Trecho do texto —
O ESCUDO ANTIMÍSSEIS E A FLEXÃO DE OBAMA



As Teses sobre Conjuntura e Tática (Capítulo II, Os dilemas da Casa Branca, 77 a 81) assinalam que o isolamento estadunidense, iniciado com as fricções dos anos 90, pesou consideravelmente na reformulação da política externa de Barack Obama, especialmente nas condições de crise do capital, fim da unipolariadade e tendência ao agravamento das contradições fundamentais do mundo contemporâneo. As velhas diretrizes, inspiradas nas idéias de confronto permanente e de ditado unilateral, entre outros efeitos, colocaram em risco a prorrogação ou a reforma do Tratado de Redução de Armas Estratégicas, assinado com a URSS em 1991, que expirará em dezembro.

Diante disso a Casa Branca decidiu retomar a negociação que Bush havia abandonado. Assim, as relações com a Rússia de capitalismo restaurado favoreceram a busca do diálogo e do entendimento. Nesse quadro, os limites, a determinação e a paciência de Moscou foram testados, como em toda negociação regida pelo pragmatismo costumeiro na política burguesa. Não ficou claro se Joe Binden, agindo como porta-voz da Casa Branca nos primeiros dias após a posse do novo mandatário, firmava o pulso ou blefava para extrair recuos ou concessões, ao declarar, com a arrogância costumeira, que manteria o plano de instalar o escudo na Polônia e na República Tcheca, justificando-se, como seu antecessor, com a suposta necessidade de proteger a Europa do Irã.

Problemas e tarefas —
1. Segundo o texto sobre o escudo antimísseis, em que ano o Tratado de Redução de Armas Estratégicas foi assinado com a URSS?
2. Prossiga com o texto sobre o escudo antimísseis a partir da última frase apresentada.

Trecho da fonte —
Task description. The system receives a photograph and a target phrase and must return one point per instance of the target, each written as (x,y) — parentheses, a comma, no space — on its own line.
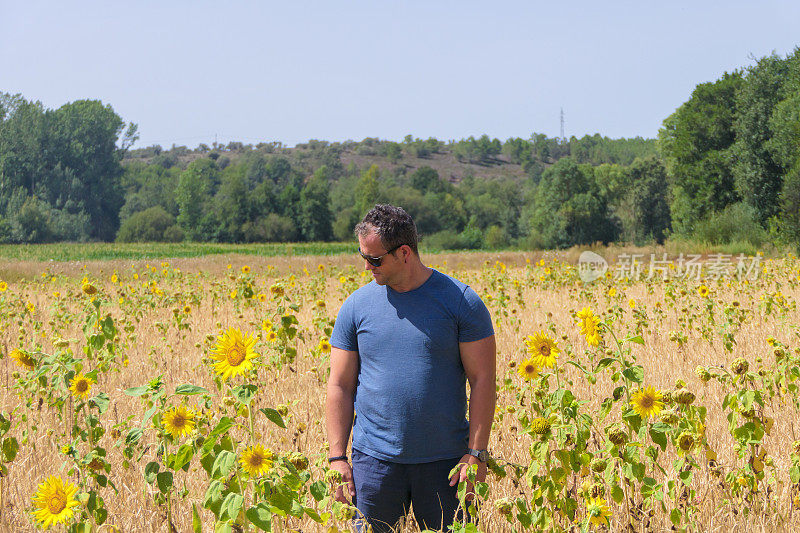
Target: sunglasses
(376,261)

As respostas —
1. Em 1991.

2.
O certo é que não conseguiu intimidar os contendores. Em julho, depois de muitos salamaleques diplomáticos, o presidente russo ameaçou posicionar foguetes num enclave próximo à Polônia e declarou, em entrevista concedida durante a cúpula do G-8: “Não haverá nenhum progresso sobre outros assuntos até que se resolva a irritante questão do escudo antimísseis americano.”

Dois meses depois, em 17 de setembro, Barack Obama caiu na realidade, recuou e anunciou o abandono do projeto de construir o sistema antimísseis em territórios vizinhos à fronteira russa. A reação dos países que receberiam as bases, esses cristãos novos da geopolítica estadunidense, adotando a psicologia dos preteridos e desamparados, foi de decepção e reclamação, mas Dmitri Medvedev elogiou a atitude e se colocou, imediatamente, à disposição para retomar o diálogo interrompido.

A flexão de Washington não representa o abandono de seus objetivos estratégicos mais gerais: apenas procura realizá-lo nas condições da nova situação internacional, em que falcões são obrigados a usar penas de pombas. De fato, o presidente estadunidense explicitou seu propósito:

“Implantar um sistema de defesa antimísseis que responda melhor às ameaças que enfrentamos e que utilize tecnologias aperfeiçoadas”.

Ou seja: ajustar a estratégia por meio de um novo plano, mais atualizado tecnicamente, mais abrangente no plano territorial e mais eficaz militarmente, com a vantagem adicional de aplacar os contenciosos indesejáveis e fortalecer as alianças européias. Trata-se de adotar o posicionamento mais flexível e versátil de intensificar a presença em bases marítimas, a partir de navios permanentes no Mediterrâneo e no Mar do Norte, capazes de preservar o alcance previsto na orientação anterior, armados com os mesmos artefatos e secundados por embarcações de reserva sempre a postos.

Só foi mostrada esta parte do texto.